--- begin Source text ---

Saturday, August 28, 2010

I love winning!

Whenever I work with my manager Devin, we always play a game. I love it. Especially when I win.

I won a few weeks ago. Devin promised me a prize for winning. I forgot about it until Devin said: "Rach, I'm so sorry I haven't given you your prize yet. I have something in mind but I can't decide if you'll like it."
Today at work I was so busy helping customers that I didn't notice Devin and her husband come in. One of my co-workers said: "Rach have you been in the back yet?" 'Not recently. Why?' "You should go back there." So I walked into the stock room. And there they were.

My prizes for winning the game.

Dev bought me TWO BETTA FISHES!!



The white one on the left is named: Wilhelm
The purple one on the right is named: Frans-Josef

The reason why I got TWO fishes is because Dev had never seen a white Betta fish before and wanted to pick that one. But her husband liked the purple one. So they got me BOTH!

--- end Source text ---
--- begin Material provided ---

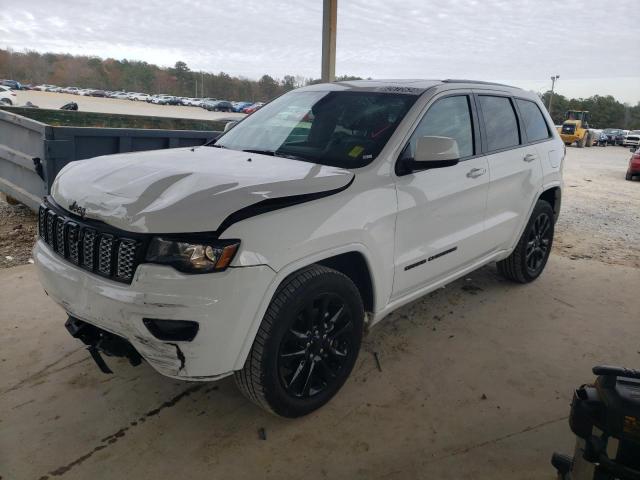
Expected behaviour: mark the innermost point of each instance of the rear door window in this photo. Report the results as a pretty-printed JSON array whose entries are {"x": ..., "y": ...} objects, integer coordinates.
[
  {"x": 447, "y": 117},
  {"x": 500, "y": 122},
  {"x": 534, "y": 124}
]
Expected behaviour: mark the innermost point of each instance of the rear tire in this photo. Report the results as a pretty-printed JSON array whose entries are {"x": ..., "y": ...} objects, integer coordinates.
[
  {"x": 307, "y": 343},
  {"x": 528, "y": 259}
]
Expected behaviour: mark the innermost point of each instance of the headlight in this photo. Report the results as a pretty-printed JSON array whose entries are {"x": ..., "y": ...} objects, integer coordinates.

--- end Material provided ---
--- begin Material provided ---

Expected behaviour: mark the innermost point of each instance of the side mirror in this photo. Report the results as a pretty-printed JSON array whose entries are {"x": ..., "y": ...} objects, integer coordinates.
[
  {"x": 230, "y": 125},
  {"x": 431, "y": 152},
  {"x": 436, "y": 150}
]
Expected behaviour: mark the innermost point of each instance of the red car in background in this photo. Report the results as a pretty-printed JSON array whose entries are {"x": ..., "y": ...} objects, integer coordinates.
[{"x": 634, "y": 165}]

--- end Material provided ---

- Parts of the exercise
• A. Answer these questions using the blog post about the betta fish prize.
(i) What is Devin's job in relation to the writer?
(ii) What name was given to the white fish?
(iii) Who liked the purple fish?
• B. Write out the passage of the blog post about the betta fish prize again, starting at "Today at work" and ending at "winning the game.", and switch "stock room" to "storage room".

- Answers for this exercise
• A.
(i) Devin is the writer's manager.
(ii) The white fish is named Wilhelm.
(iii) Devin's husband liked the purple fish.

• B.
Today at work I was so busy helping customers that I didn't notice Devin and her husband come in. One of my co-workers said: "Rach have you been in the back yet?" 'Not recently. Why?' "You should go back there." So I walked into the storage room. And there they were.

My prizes for winning the game.